- **DATA FOR THIS TASK**:
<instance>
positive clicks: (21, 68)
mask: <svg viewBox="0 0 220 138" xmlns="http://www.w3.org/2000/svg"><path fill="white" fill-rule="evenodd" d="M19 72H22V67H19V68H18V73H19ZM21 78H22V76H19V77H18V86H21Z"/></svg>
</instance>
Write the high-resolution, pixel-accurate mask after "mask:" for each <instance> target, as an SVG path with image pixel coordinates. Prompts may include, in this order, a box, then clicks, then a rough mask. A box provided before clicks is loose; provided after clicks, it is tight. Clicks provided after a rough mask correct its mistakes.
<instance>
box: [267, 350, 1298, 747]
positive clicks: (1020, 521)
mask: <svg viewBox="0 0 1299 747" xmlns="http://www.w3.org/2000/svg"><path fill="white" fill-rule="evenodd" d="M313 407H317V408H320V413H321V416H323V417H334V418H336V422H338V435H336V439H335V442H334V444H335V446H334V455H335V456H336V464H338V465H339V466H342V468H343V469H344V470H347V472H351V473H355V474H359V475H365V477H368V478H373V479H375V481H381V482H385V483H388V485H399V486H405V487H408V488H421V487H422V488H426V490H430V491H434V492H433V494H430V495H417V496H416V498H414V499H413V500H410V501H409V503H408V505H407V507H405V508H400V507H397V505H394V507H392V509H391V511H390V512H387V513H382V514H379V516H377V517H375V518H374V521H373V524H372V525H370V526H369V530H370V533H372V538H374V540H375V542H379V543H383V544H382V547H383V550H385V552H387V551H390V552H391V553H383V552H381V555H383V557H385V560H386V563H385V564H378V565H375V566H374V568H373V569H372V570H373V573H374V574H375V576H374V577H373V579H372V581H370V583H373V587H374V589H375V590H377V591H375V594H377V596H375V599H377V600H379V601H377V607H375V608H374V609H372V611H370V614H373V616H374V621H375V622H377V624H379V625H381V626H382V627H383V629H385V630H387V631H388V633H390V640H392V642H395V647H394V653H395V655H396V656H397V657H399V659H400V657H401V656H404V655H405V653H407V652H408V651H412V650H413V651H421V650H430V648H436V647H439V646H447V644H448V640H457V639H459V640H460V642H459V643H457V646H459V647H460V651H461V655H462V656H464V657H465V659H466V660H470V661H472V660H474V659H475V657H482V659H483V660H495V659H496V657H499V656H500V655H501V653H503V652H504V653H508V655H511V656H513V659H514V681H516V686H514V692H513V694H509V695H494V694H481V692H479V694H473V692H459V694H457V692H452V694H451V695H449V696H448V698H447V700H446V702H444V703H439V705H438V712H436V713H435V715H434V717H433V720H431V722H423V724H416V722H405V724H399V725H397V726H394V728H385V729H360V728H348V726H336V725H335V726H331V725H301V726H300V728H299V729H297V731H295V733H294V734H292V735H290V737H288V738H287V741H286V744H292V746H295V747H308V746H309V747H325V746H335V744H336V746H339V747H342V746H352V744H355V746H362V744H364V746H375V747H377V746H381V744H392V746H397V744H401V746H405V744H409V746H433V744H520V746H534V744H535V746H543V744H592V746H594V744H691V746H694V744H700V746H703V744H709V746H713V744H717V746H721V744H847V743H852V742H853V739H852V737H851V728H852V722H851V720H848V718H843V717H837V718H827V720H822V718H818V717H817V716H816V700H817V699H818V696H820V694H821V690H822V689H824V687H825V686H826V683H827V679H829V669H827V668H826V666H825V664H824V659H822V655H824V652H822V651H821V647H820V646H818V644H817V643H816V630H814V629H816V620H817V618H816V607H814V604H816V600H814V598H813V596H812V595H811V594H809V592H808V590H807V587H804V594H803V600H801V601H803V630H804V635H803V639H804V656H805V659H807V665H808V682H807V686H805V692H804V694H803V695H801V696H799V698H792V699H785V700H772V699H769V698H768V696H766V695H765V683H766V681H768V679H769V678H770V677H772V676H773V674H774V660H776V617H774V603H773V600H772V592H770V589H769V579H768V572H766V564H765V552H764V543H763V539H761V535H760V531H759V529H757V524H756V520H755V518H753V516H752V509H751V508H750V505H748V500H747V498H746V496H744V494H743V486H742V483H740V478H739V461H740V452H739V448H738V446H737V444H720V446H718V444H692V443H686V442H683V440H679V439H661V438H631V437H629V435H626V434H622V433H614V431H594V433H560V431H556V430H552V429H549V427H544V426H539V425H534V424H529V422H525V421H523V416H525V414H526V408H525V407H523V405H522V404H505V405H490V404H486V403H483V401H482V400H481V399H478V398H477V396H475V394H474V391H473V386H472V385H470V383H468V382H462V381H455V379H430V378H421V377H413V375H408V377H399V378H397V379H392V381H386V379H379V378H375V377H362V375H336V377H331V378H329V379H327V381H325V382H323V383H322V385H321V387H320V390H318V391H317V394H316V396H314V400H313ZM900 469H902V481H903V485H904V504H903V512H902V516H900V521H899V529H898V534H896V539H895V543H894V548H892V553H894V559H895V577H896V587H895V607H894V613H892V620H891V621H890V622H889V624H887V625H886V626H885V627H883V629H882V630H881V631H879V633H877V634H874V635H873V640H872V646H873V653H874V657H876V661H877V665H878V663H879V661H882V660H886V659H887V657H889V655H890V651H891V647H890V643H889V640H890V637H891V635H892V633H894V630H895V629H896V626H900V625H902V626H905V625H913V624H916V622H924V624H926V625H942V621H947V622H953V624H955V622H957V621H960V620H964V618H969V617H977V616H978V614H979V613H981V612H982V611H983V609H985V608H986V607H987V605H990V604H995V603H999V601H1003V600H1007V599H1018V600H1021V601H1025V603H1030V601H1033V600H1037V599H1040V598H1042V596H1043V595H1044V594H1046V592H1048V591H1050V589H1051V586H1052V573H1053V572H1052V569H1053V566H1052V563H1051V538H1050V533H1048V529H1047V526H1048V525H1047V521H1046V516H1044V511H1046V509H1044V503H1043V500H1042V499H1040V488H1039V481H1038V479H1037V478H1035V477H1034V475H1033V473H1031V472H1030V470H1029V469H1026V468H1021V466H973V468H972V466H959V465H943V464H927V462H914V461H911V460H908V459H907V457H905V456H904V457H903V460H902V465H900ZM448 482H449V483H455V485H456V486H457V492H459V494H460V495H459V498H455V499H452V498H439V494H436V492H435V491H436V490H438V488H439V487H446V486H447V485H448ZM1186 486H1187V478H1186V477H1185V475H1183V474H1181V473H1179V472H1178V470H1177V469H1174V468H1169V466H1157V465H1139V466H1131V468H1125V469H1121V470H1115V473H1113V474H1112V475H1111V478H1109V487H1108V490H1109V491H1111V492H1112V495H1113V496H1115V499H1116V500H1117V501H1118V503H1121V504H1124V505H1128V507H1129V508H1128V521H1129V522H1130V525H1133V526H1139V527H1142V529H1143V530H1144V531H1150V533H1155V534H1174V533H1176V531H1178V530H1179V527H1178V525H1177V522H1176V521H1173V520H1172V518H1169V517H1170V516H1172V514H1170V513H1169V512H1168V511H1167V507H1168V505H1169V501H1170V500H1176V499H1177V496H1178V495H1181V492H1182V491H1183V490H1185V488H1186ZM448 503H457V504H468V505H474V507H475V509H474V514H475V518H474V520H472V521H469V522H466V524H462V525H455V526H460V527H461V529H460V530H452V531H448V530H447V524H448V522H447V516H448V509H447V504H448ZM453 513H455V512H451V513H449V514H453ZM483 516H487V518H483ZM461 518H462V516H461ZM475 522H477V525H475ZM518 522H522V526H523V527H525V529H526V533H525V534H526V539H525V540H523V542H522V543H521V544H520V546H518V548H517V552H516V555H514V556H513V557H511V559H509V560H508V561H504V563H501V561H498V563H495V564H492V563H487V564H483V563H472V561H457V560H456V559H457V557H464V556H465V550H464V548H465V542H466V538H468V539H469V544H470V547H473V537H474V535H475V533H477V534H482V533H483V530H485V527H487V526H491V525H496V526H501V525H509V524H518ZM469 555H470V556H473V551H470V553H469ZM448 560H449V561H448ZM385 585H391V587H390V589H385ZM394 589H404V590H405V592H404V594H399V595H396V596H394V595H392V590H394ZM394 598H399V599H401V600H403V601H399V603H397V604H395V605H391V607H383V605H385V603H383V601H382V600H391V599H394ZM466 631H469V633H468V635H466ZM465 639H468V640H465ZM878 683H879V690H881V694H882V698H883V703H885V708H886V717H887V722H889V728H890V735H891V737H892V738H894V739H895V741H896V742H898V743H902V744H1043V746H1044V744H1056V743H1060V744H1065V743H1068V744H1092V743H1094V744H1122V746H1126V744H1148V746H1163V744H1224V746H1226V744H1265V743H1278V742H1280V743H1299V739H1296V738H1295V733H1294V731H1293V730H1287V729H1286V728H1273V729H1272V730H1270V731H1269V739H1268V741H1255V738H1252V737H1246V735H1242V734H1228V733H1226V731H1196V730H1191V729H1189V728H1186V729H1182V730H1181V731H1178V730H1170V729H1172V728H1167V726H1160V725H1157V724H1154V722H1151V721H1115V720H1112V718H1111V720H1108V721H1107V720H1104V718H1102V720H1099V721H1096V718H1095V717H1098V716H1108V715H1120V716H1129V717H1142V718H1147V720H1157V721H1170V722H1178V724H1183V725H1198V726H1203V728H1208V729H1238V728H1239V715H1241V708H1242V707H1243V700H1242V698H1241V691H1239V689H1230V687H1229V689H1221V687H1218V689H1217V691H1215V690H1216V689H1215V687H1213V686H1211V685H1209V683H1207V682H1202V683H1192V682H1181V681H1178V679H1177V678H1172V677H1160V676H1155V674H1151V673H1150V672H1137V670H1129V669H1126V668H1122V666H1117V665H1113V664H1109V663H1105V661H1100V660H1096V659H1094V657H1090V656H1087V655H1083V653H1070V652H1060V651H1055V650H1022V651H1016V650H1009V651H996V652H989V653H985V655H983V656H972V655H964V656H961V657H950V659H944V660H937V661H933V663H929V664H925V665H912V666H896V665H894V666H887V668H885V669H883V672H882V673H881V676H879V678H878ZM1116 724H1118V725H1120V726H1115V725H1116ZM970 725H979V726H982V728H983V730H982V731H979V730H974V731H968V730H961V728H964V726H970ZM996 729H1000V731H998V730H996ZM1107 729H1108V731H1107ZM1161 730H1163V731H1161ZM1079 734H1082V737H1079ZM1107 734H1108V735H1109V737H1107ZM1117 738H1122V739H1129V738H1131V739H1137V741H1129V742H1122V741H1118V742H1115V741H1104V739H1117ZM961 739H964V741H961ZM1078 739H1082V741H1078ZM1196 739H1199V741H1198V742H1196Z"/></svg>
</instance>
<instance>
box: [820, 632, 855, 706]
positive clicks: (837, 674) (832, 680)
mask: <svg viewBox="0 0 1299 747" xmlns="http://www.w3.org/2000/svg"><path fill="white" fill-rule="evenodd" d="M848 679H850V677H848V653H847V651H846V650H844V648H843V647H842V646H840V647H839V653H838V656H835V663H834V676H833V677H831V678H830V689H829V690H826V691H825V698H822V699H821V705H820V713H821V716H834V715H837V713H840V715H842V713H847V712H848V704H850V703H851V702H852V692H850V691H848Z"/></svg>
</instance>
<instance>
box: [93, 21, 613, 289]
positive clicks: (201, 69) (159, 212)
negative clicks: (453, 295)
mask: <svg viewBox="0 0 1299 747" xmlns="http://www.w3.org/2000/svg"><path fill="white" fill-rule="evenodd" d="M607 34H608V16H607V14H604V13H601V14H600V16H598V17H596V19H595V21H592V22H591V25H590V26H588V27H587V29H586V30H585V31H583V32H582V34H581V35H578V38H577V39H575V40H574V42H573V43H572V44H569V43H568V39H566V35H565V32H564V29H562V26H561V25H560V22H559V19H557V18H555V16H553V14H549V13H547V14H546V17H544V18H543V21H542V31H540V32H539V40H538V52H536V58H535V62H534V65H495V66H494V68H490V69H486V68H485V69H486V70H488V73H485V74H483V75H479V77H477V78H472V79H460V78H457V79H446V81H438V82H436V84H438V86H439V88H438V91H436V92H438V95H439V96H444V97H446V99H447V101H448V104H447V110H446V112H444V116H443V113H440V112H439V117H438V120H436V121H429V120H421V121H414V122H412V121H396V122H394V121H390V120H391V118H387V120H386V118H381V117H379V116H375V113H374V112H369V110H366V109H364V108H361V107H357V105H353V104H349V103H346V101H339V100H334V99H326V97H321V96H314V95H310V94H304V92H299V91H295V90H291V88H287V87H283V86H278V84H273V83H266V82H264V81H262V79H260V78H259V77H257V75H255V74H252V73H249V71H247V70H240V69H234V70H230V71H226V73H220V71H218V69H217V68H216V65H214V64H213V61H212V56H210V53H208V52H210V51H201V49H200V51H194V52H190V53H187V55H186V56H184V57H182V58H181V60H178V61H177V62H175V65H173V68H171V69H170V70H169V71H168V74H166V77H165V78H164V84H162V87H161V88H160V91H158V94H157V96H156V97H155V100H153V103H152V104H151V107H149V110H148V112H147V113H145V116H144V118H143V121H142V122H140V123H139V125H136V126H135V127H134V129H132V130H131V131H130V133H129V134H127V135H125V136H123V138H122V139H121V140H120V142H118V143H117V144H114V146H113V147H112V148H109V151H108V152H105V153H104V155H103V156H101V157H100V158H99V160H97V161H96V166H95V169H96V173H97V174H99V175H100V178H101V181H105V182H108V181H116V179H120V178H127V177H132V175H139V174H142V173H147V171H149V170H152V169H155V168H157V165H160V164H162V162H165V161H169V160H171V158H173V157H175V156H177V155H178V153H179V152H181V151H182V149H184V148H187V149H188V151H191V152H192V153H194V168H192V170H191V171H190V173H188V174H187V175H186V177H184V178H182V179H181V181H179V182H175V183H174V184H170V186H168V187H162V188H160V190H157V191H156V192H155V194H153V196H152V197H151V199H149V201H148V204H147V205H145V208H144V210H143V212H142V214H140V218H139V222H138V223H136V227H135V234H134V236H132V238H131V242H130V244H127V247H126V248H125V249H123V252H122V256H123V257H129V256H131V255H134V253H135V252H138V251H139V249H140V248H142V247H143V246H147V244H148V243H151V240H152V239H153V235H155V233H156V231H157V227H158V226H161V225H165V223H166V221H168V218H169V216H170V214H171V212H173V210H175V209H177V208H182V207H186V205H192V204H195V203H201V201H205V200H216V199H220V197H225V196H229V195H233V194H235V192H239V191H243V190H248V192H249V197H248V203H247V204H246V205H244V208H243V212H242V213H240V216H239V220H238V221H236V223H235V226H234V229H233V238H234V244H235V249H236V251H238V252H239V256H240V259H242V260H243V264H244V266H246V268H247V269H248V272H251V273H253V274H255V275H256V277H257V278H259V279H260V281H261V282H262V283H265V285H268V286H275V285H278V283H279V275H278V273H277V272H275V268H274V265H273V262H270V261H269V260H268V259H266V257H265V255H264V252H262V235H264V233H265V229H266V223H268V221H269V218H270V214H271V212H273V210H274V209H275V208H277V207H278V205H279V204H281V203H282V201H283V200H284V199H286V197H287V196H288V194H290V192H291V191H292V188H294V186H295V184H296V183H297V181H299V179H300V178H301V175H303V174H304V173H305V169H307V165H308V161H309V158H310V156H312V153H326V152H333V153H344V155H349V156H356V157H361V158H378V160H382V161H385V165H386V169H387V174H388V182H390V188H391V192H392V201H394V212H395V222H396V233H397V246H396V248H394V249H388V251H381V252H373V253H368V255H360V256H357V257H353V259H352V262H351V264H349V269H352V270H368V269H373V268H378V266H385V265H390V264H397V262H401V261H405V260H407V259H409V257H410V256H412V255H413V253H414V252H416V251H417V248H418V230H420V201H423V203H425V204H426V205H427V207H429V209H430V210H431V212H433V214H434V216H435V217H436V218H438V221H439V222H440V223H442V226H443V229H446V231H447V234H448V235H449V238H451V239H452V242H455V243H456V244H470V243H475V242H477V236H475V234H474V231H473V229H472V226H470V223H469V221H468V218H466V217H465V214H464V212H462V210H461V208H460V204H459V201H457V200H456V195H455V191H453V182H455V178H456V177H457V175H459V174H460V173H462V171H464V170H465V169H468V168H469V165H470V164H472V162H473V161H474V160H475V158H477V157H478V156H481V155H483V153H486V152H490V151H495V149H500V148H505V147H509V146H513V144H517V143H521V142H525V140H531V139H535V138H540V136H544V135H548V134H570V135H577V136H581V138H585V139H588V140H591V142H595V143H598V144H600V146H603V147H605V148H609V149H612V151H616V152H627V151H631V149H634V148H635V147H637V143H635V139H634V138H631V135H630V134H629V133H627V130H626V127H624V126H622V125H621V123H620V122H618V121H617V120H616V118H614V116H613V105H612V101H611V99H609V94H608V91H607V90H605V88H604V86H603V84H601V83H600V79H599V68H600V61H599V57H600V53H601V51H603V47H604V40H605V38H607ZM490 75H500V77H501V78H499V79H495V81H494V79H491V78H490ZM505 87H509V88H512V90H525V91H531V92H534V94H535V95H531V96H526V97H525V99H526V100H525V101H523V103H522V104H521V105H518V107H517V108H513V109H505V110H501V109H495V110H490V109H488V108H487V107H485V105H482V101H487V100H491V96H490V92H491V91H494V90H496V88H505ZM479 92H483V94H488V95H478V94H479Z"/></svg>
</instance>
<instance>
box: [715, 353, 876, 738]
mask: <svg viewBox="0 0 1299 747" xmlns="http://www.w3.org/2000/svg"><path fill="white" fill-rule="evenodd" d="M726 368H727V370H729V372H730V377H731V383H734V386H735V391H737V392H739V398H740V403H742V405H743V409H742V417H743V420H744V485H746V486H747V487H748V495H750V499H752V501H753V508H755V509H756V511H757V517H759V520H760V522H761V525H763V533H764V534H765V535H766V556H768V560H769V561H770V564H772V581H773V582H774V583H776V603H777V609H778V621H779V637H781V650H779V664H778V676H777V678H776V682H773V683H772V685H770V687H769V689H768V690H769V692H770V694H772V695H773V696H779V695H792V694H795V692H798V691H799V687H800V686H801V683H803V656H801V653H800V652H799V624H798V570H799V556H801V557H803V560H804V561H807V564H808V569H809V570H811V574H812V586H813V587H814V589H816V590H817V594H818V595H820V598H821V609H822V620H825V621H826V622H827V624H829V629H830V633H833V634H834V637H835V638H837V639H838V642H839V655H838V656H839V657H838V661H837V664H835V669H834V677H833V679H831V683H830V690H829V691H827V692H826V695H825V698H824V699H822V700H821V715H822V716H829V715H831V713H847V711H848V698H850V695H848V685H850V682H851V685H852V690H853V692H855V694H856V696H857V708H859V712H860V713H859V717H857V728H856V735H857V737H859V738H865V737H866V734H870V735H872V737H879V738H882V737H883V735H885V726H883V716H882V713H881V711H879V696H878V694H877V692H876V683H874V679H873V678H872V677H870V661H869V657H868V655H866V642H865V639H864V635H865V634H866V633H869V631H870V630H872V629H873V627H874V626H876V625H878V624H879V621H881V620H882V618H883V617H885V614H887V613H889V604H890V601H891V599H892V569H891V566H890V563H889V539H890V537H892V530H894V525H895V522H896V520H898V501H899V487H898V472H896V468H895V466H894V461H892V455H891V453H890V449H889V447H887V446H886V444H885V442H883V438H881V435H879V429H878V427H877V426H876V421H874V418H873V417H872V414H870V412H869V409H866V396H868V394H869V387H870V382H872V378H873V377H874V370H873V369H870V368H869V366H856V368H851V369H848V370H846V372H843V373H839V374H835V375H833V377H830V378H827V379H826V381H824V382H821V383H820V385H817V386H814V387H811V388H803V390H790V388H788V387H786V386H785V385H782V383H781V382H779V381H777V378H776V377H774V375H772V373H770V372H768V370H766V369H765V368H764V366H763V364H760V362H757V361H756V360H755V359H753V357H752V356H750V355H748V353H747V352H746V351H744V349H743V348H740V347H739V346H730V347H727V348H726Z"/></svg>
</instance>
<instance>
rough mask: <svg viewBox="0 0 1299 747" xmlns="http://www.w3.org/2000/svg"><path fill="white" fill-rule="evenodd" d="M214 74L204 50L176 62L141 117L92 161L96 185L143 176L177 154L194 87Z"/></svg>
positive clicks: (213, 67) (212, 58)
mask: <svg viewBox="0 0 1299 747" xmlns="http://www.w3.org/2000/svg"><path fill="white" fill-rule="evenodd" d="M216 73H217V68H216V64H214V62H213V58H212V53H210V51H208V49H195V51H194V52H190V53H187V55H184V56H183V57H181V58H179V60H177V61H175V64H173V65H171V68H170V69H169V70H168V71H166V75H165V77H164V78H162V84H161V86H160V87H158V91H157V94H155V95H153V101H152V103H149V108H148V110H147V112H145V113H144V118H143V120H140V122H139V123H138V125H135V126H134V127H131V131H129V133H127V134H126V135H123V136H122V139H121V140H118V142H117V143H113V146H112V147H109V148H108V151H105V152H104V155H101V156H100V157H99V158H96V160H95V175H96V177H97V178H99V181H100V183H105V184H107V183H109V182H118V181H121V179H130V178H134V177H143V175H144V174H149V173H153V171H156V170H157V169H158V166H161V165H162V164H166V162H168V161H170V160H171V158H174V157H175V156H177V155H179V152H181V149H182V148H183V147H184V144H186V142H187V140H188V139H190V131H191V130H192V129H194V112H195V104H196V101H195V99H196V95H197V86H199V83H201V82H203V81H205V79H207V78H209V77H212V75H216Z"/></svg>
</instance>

- **WHAT THIS TASK INVOLVES**:
Check each line of the listing above, and copy it if it contains the word "positive".

- **RESPONSE TO THIS TASK**:
positive clicks: (21, 68)
positive clicks: (1020, 521)
positive clicks: (837, 674) (832, 680)
positive clicks: (201, 69) (159, 212)
positive clicks: (213, 67) (212, 58)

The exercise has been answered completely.